Problems to solve >>
• 1. In the Brooklyn food access sheet, what share of bodegas carry tobacco ads?
• 2. From the Brooklyn food access sheet, list every numbered finding, giving only its headline sentence.

Supplied passage >>
• • • •
Eating In, Eating Out,
Eating Well:
Access to Healthy Food in North
and Central Brooklyn
1. Bodegas are common: about 8 in 10 food stores in Bedford-Stuyvesant
and Bushwick are bodegas.
• While offering convenient locations and hours, bodegas carry a narrower range
of products at higher prices than supermarkets and other stores.
• Supermarkets offer more choices, but are less common and less accessible.
2. Healthy foods can be hard to find.
• Only 1 in 3 bodegas sells reduced-fat milk, compared with 9 in 10 supermarkets.
• About 28% of bodegas carry apples, oranges, and bananas, compared with 91% of
supermarkets.
• Leafy green vegetables are available at few bodegas (about 1 in 10).
3. Storefront advertisements heavily promote unhealthy products.
• Storefront ads for sugary juices, energy drinks, and alcoholic beverages are plentiful.
• 42% of bodegas carry tobacco ads.
4. Healthy eating strategies should take restaurants into account.
• Almost 3 out of every 4 neighborhood restaurants sell only take-out food.
• • • •
Data shown >>

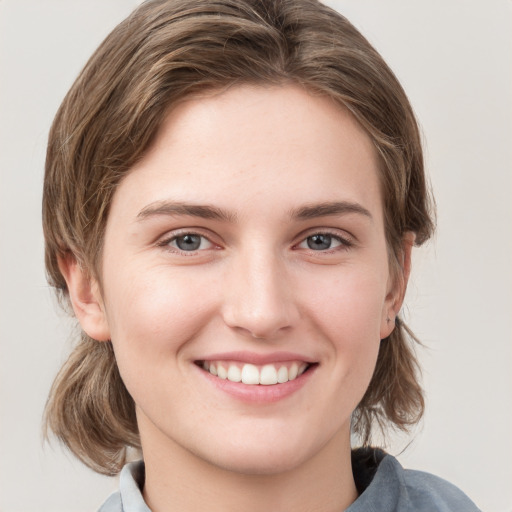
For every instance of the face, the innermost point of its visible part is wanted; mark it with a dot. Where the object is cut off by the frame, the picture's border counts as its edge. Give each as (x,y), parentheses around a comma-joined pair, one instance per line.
(248,244)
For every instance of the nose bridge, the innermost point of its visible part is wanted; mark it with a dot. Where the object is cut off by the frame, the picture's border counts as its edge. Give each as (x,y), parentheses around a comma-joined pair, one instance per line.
(258,297)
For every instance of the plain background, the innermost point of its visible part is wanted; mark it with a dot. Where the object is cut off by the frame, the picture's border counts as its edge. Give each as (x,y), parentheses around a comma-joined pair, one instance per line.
(454,59)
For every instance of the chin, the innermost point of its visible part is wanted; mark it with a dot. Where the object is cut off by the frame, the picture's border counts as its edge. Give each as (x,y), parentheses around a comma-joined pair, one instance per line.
(262,456)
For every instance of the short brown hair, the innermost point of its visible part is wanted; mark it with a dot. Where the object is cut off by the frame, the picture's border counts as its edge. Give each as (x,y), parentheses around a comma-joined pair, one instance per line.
(165,51)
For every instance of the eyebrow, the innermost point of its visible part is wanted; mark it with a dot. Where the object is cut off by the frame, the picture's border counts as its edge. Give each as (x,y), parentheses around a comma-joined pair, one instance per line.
(193,210)
(306,212)
(331,208)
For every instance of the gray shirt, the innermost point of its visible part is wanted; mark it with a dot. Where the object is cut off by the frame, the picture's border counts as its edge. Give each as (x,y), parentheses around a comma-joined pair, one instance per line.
• • • •
Answers to each task >>
• 1. 42% of bodegas carry tobacco ads.

• 2.
1. Bodegas are common: about 8 in 10 food stores in Bedford-Stuyvesant and Bushwick are bodegas.
2. Healthy foods can be hard to find.
3. Storefront advertisements heavily promote unhealthy products.
4. Healthy eating strategies should take restaurants into account.